Problem to work on: Write out each of the items below, reproducing every line verbatim.

Material for this task:
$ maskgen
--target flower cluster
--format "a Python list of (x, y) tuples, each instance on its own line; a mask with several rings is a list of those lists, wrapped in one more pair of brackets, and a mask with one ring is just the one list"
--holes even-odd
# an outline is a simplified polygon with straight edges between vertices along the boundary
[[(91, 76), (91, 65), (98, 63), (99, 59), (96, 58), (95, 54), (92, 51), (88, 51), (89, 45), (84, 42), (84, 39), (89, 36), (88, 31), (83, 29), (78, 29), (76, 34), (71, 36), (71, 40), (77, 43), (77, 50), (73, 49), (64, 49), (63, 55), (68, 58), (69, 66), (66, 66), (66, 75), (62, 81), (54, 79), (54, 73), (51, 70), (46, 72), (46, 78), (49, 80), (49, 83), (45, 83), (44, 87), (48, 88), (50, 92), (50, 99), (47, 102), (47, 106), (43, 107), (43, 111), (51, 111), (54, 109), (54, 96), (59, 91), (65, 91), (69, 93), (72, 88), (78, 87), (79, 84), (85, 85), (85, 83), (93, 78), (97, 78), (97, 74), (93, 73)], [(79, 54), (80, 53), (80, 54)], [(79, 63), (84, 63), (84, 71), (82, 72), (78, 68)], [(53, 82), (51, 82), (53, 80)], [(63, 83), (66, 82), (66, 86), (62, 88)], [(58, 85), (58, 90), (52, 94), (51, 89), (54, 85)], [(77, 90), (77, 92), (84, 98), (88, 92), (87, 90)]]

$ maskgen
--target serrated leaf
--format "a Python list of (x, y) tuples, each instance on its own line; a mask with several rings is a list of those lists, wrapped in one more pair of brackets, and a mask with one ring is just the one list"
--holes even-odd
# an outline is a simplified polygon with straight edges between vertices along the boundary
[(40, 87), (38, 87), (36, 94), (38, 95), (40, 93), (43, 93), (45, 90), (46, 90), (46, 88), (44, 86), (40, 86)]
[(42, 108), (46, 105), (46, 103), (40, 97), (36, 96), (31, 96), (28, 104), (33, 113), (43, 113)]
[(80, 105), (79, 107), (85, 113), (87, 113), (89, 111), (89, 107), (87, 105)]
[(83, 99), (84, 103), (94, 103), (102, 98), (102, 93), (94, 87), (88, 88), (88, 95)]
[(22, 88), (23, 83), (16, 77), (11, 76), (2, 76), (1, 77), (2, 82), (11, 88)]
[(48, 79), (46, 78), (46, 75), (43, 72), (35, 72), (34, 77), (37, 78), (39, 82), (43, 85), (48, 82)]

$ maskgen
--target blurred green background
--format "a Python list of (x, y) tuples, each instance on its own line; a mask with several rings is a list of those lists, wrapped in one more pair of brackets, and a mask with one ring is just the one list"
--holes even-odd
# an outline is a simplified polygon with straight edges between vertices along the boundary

Exercise result:
$ maskgen
--target flower cluster
--format "a Python list of (x, y) tuples, each instance on its own line; a mask with several rings is a list of those lists, wrapped in one more pair of brackets, and a mask with one ring is just the one list"
--holes even-odd
# an outline is a simplified polygon with straight edges between vertices along the boundary
[[(91, 76), (91, 65), (98, 63), (99, 59), (96, 58), (95, 54), (92, 51), (88, 51), (89, 45), (84, 42), (84, 39), (89, 36), (88, 31), (83, 29), (78, 29), (76, 34), (71, 36), (71, 40), (77, 43), (77, 50), (73, 49), (64, 49), (63, 55), (68, 58), (69, 66), (66, 66), (66, 75), (62, 81), (54, 79), (54, 73), (51, 70), (46, 72), (46, 78), (49, 80), (49, 83), (45, 83), (44, 87), (48, 88), (50, 92), (50, 99), (47, 102), (47, 106), (43, 107), (43, 111), (51, 111), (54, 109), (54, 96), (59, 91), (65, 91), (69, 93), (72, 88), (78, 87), (79, 84), (85, 85), (85, 83), (93, 78), (97, 78), (97, 74), (93, 73)], [(79, 54), (80, 53), (80, 54)], [(79, 63), (84, 63), (84, 71), (82, 72), (78, 68)], [(53, 82), (51, 82), (53, 80)], [(63, 83), (66, 82), (66, 86), (62, 88)], [(58, 85), (58, 90), (52, 94), (51, 89), (54, 85)], [(77, 90), (77, 92), (84, 98), (88, 92), (87, 90)]]

$ maskgen
--target serrated leaf
--format "a Python list of (x, y) tuples, each instance on its own line; a mask with several rings is a list of those lists, wrapped in one more pair of brackets, and a mask with one ring is just the one list"
--holes even-odd
# an outline is a simplified polygon with straight edges between vertices along the boundary
[(40, 87), (38, 87), (36, 94), (38, 95), (40, 93), (43, 93), (45, 90), (46, 90), (46, 88), (44, 86), (40, 86)]
[(42, 108), (46, 105), (46, 103), (40, 97), (36, 96), (31, 96), (28, 104), (33, 113), (43, 113)]
[(80, 105), (79, 107), (85, 113), (87, 113), (89, 111), (89, 107), (87, 105)]
[(83, 99), (84, 103), (94, 103), (102, 98), (102, 93), (94, 87), (88, 88), (88, 95)]
[(22, 88), (23, 83), (16, 77), (11, 76), (2, 76), (1, 77), (2, 82), (11, 88)]
[(48, 79), (46, 78), (46, 75), (43, 72), (35, 72), (34, 77), (37, 78), (39, 82), (43, 85), (48, 82)]

$ maskgen
--target blurred green background
--format "a Python list of (x, y) tuples, each instance on its own line; a mask with several rings is a list of those lists, wrapped in one more pair of brackets, and a mask with one ring is just the one list"
--holes even-odd
# an outline is a simplified polygon with straight edges between vertices along the boundary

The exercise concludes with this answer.